### PROBLEM TO SOLVE
Produce the tally of lines in the material below that hold "green", without anything else.

### SOURCE DATA

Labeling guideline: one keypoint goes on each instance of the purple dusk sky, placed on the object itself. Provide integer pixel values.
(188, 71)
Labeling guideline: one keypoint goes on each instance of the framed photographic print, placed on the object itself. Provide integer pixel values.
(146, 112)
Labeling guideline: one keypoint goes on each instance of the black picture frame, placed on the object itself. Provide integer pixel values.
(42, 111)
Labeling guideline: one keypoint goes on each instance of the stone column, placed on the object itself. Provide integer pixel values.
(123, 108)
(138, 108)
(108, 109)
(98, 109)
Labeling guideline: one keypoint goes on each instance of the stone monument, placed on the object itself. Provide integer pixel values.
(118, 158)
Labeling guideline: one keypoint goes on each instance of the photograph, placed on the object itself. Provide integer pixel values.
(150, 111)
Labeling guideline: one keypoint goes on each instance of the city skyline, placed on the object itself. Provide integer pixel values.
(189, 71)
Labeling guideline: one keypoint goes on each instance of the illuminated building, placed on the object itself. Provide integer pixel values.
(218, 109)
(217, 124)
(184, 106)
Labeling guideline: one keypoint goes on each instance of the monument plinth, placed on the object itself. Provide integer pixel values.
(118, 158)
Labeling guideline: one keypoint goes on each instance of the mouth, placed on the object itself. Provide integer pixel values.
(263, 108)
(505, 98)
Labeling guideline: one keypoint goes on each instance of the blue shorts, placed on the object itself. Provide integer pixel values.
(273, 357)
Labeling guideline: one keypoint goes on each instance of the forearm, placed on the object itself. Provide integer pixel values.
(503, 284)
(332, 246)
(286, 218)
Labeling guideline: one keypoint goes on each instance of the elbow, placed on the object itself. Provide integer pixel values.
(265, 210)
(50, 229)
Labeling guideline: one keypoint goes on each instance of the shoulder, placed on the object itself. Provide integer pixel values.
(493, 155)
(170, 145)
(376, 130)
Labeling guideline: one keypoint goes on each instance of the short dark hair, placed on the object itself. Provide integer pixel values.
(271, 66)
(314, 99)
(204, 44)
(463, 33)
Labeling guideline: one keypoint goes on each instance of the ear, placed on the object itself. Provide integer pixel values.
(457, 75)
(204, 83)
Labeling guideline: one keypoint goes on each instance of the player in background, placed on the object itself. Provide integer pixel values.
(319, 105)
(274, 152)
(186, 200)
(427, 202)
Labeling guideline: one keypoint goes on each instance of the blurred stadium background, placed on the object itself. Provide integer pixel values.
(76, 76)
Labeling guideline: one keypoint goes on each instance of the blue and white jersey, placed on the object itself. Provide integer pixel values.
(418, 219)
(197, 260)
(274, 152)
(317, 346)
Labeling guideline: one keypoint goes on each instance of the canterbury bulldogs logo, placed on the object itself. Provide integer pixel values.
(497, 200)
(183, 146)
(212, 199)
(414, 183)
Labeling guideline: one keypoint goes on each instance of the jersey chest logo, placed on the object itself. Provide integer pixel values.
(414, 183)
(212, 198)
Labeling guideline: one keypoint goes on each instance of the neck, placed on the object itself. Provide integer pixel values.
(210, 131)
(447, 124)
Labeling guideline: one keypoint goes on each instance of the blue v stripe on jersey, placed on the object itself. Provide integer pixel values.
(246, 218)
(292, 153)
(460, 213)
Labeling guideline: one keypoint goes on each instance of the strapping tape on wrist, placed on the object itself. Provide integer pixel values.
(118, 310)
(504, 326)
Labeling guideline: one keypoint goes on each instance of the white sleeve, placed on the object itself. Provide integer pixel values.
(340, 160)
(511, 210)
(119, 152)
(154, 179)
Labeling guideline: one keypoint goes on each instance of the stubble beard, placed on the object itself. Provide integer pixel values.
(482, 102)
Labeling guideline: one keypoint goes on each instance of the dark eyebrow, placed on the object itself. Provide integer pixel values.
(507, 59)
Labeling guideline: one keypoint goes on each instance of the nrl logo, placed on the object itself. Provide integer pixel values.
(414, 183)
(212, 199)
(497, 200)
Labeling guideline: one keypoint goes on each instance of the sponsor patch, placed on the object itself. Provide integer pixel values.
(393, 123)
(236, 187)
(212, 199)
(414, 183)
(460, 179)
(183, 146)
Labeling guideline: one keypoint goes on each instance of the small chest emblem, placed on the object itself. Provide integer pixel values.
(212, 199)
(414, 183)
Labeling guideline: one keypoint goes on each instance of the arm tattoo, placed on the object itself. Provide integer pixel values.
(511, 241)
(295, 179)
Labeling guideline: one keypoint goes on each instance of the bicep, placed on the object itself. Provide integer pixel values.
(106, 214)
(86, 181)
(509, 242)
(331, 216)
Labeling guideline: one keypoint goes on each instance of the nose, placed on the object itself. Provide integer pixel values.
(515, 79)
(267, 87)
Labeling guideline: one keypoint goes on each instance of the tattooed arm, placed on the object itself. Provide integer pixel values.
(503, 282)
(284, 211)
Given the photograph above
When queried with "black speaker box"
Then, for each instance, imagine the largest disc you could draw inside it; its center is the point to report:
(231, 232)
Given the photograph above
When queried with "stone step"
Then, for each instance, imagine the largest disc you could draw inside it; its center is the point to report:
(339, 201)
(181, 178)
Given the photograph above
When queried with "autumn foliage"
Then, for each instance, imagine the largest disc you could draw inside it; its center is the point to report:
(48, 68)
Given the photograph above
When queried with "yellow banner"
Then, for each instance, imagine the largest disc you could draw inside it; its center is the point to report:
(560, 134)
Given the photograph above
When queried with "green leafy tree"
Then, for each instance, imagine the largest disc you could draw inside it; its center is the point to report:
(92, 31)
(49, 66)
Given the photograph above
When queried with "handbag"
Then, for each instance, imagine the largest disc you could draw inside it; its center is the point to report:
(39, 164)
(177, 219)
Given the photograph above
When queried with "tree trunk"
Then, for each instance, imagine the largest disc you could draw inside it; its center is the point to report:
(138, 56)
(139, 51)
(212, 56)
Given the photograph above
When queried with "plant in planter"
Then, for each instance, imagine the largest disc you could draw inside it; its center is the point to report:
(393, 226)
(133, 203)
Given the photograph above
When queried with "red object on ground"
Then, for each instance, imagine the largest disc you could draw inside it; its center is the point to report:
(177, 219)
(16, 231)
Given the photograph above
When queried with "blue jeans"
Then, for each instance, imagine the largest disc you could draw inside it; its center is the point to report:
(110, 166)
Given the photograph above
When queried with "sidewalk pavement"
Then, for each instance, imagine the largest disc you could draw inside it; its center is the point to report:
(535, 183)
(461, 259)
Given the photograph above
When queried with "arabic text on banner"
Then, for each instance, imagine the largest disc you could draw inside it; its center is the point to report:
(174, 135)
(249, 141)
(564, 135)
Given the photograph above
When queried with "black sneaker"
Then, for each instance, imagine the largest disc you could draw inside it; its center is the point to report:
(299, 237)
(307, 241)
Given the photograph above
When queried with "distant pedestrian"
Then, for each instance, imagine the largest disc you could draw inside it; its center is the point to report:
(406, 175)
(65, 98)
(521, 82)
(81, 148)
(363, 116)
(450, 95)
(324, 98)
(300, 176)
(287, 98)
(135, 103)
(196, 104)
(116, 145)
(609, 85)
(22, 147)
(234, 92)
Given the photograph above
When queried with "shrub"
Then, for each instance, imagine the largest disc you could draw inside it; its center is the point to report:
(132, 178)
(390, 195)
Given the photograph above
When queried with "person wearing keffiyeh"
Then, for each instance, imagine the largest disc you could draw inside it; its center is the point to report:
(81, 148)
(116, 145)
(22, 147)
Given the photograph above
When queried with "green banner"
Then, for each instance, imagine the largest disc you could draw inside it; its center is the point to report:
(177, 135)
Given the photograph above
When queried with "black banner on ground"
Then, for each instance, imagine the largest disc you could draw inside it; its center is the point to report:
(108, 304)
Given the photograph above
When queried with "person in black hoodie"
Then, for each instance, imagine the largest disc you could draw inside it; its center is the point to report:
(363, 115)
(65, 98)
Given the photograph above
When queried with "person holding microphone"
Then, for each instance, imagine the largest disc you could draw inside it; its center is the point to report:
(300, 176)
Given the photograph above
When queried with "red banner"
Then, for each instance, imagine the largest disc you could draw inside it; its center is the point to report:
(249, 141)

### RESPONSE TO THIS EXERCISE
2